- **Direction**:
Recast all of the material below as a two-column CSV headed instruction and response, with one row for each block of text and the answer that follows it. Put each block and each answer in its own quoted field, turning line breaks into spaces.
* Begin Records for this exercise *
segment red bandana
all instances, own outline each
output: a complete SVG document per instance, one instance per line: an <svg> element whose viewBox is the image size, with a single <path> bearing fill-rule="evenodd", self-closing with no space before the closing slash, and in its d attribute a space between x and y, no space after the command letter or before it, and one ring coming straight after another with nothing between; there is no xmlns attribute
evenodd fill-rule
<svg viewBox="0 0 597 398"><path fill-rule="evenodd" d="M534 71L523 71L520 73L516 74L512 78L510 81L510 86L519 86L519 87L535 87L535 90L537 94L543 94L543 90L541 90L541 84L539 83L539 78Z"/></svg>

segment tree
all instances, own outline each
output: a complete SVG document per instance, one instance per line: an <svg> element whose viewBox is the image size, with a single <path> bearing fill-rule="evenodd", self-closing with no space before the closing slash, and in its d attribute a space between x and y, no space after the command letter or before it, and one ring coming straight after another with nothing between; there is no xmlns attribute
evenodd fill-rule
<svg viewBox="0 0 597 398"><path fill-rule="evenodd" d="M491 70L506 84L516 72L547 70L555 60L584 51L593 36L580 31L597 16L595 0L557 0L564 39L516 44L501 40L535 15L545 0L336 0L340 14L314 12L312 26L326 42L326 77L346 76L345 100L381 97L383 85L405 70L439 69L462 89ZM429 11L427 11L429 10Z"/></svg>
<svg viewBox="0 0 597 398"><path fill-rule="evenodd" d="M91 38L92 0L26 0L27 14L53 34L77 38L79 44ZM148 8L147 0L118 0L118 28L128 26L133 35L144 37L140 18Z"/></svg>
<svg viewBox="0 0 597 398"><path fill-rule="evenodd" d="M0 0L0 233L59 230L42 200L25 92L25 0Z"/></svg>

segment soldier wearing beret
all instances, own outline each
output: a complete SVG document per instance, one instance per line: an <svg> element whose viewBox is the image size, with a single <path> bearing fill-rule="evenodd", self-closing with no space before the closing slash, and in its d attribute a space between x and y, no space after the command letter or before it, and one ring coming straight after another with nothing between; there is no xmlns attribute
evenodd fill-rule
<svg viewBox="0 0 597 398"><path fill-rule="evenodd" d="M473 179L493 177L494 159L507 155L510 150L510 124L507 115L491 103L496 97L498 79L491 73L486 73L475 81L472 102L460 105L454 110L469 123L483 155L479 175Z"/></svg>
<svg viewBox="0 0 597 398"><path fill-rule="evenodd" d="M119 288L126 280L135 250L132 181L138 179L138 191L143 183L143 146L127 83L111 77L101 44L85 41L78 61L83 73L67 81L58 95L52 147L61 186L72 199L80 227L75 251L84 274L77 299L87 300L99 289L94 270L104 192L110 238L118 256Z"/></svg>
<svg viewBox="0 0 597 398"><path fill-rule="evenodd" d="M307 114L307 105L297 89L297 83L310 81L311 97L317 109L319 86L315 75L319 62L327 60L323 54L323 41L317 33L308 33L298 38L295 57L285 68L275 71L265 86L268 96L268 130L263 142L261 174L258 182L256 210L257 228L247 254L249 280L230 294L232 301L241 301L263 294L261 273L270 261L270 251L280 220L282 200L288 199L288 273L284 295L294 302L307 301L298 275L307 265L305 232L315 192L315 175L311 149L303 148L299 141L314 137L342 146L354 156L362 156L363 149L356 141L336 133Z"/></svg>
* End Records for this exercise *
- **Solution to the exercise**:
instruction,response
"segment red bandana all instances, own outline each output: a complete SVG document per instance, one instance per line: an <svg> element whose viewBox is the image size, with a single <path> bearing fill-rule=""evenodd"", self-closing with no space before the closing slash, and in its d attribute a space between x and y, no space after the command letter or before it, and one ring coming straight after another with nothing between; there is no xmlns attribute evenodd fill-rule","<svg viewBox=""0 0 597 398""><path fill-rule=""evenodd"" d=""M534 71L523 71L520 73L516 74L512 78L510 81L510 86L519 86L519 87L535 87L535 90L537 94L543 94L543 90L541 90L541 84L539 83L539 78Z""/></svg>"
"segment tree all instances, own outline each output: a complete SVG document per instance, one instance per line: an <svg> element whose viewBox is the image size, with a single <path> bearing fill-rule=""evenodd"", self-closing with no space before the closing slash, and in its d attribute a space between x and y, no space after the command letter or before it, and one ring coming straight after another with nothing between; there is no xmlns attribute evenodd fill-rule","<svg viewBox=""0 0 597 398""><path fill-rule=""evenodd"" d=""M491 70L506 84L516 72L547 70L555 60L584 51L593 36L580 31L597 16L595 0L557 0L564 39L516 44L501 40L535 15L545 0L336 0L340 14L314 12L312 26L326 42L326 77L346 76L345 100L381 97L383 85L405 70L439 69L462 89ZM429 11L427 11L429 10Z""/></svg> <svg viewBox=""0 0 597 398""><path fill-rule=""evenodd"" d=""M91 38L92 0L26 0L27 14L53 34L77 38L79 44ZM148 8L147 0L118 0L118 28L128 26L133 35L144 37L140 18Z""/></svg> <svg viewBox=""0 0 597 398""><path fill-rule=""evenodd"" d=""M0 0L0 233L59 230L42 200L25 92L25 0Z""/></svg>"
"segment soldier wearing beret all instances, own outline each output: a complete SVG document per instance, one instance per line: an <svg> element whose viewBox is the image size, with a single <path> bearing fill-rule=""evenodd"", self-closing with no space before the closing slash, and in its d attribute a space between x and y, no space after the command letter or before it, and one ring coming straight after another with nothing between; there is no xmlns attribute evenodd fill-rule","<svg viewBox=""0 0 597 398""><path fill-rule=""evenodd"" d=""M473 179L493 177L494 159L507 155L510 150L510 124L507 115L491 103L496 97L498 79L491 73L486 73L475 81L472 102L460 105L454 110L469 123L483 155L479 175Z""/></svg> <svg viewBox=""0 0 597 398""><path fill-rule=""evenodd"" d=""M119 288L126 280L135 250L132 181L138 179L138 191L143 183L143 146L127 83L111 77L101 44L85 41L78 61L83 73L67 81L58 95L52 147L61 186L72 199L80 227L75 251L84 274L77 299L87 300L99 289L94 270L104 192L110 238L118 256Z""/></svg> <svg viewBox=""0 0 597 398""><path fill-rule=""evenodd"" d=""M307 114L307 105L297 89L297 83L310 81L311 97L317 109L319 86L315 75L319 62L327 60L323 54L323 41L317 33L308 33L298 38L295 57L285 68L275 71L265 86L268 96L268 130L263 142L261 174L258 182L256 210L257 228L247 254L249 280L230 294L232 301L241 301L263 294L261 273L270 261L270 251L280 220L282 200L288 199L288 273L284 295L294 302L307 301L298 275L307 265L305 232L315 192L315 175L311 149L303 148L299 141L314 137L342 146L354 156L362 156L363 149L356 141L336 133Z""/></svg>"